# START OF Passage given

PREFAB FRIDAY: Rocio Romero’s Fish Camp House

by , 10/13/06

rocio romero prefab friday fish camp

Rocio Romero is perhaps best known for her LV Home, but her Fish Camp house has been our pet favorite since we first saw it. She talked about Fish Camp at Dwell on Design last month, and in this month’s issue (which is all prefab all the time), there’s a beautiful piece about all of Romero’s true-to-the-tradition prefab series.

The Fish Camp was conceived as a getaway abode. At just 312-ft-sq, it’s perfect as an office, studio, guest house or backcountry cabin. It achieves a rather rare and totally clean fusion of modern and rustic. Best of all, the place can be assembled DIY-style (after foundation has been secured) by two people in one weekend with a set of basic tools. She showed slides of the process during her talk at Dwell on Design and it was almost unbelievable how easy it looked.

# END OF Passage given
# START OF Record set

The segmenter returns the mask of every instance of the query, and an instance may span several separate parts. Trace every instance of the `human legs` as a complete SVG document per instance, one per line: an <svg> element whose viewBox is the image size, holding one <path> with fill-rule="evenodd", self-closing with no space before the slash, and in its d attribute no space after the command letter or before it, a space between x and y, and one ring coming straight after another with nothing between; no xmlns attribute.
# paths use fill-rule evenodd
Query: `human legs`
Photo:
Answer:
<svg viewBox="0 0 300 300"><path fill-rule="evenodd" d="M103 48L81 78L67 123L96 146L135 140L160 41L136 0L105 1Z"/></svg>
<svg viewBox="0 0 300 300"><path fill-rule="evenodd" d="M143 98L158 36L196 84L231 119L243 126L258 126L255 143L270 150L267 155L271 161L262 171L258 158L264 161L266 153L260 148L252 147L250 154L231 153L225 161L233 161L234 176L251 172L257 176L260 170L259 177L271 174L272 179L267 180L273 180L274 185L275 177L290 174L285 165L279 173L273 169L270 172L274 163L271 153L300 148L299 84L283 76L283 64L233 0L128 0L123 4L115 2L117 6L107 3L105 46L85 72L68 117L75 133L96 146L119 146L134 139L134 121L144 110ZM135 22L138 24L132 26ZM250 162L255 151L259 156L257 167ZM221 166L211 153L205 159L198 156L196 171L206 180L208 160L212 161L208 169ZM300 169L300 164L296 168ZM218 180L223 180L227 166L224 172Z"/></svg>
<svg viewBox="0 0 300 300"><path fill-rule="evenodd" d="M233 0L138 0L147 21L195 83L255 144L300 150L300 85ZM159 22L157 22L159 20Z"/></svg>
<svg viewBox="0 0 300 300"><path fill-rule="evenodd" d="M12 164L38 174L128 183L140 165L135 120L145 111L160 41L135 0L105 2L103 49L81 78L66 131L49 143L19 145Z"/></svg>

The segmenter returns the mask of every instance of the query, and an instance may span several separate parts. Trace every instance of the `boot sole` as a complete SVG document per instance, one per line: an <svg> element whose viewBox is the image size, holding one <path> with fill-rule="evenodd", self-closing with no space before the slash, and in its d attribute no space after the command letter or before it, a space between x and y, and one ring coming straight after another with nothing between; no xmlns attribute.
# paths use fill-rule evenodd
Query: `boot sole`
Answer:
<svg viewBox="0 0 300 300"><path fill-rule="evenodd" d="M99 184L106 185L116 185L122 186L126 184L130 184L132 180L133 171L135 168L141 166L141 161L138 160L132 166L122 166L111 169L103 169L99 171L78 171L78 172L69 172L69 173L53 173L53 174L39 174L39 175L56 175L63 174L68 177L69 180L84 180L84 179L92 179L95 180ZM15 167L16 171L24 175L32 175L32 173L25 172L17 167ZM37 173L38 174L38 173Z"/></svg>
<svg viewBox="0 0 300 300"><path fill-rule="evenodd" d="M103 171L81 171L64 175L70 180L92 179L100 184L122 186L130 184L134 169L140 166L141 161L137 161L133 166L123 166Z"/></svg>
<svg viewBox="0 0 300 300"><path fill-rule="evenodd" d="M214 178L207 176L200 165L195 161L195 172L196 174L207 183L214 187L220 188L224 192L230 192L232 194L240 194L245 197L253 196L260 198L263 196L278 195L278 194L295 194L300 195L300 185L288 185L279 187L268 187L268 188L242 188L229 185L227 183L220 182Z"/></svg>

# END OF Record set

## Task to carry out:
Resume the article about Rocio Romero's Fish Camp house, starting right after its last sentence. The lines have no connection to the article about the Fish Camp house.

## Result below:
rocio romero prefab friday fish camp

Romero is big on affordability, and wanted to outdo even her own LV series by creating something truly within range. Fish Camp comes in around $20,000, which amounts to $64/sq. foot; quite reasonable for this market. While many prefab designers claim to honor the original intention behind the style, Rocio Romero truly stays mission central. Her homes are accessible and utilitarian, but still warm, inviting and thoughtfully designed.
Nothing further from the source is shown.